[Source listing]

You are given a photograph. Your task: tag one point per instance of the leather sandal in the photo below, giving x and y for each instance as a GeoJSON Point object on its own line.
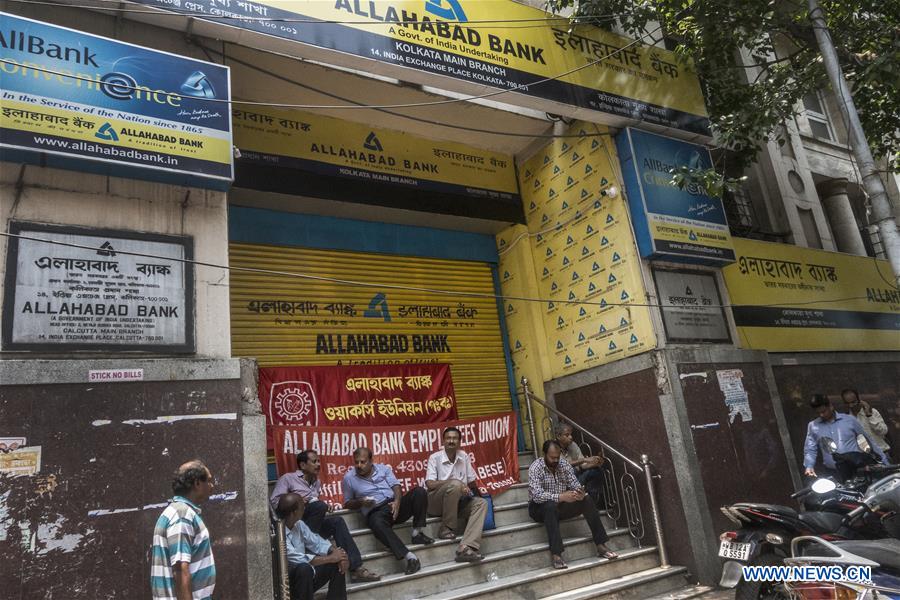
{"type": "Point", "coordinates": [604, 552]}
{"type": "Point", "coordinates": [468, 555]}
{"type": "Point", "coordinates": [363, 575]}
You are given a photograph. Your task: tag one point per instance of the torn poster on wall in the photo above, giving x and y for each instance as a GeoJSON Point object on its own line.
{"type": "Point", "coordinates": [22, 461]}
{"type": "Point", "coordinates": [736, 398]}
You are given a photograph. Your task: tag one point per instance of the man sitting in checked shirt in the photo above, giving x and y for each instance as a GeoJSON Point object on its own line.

* **The request**
Set down every line of the listing above verbatim, leaving out the pictures.

* **Written reply**
You are given a photograph. Your task: tag one point per instance of the leather sandal in the photo below, giving x and y for each instance as a GeoJSON Point object on its own line.
{"type": "Point", "coordinates": [604, 552]}
{"type": "Point", "coordinates": [468, 555]}
{"type": "Point", "coordinates": [363, 575]}
You are given a photograph. Your task: tag one point per instance of the torn poster on wall in the photo above, giving x and y for each instance as a GeoJSON Point object on its own line.
{"type": "Point", "coordinates": [22, 461]}
{"type": "Point", "coordinates": [736, 398]}
You are given a photograph. Your task: tag one point per instance of the man sitting in checked shirt in the photo above, giving x and y for each instance as a GeoJSON Point object on its own line.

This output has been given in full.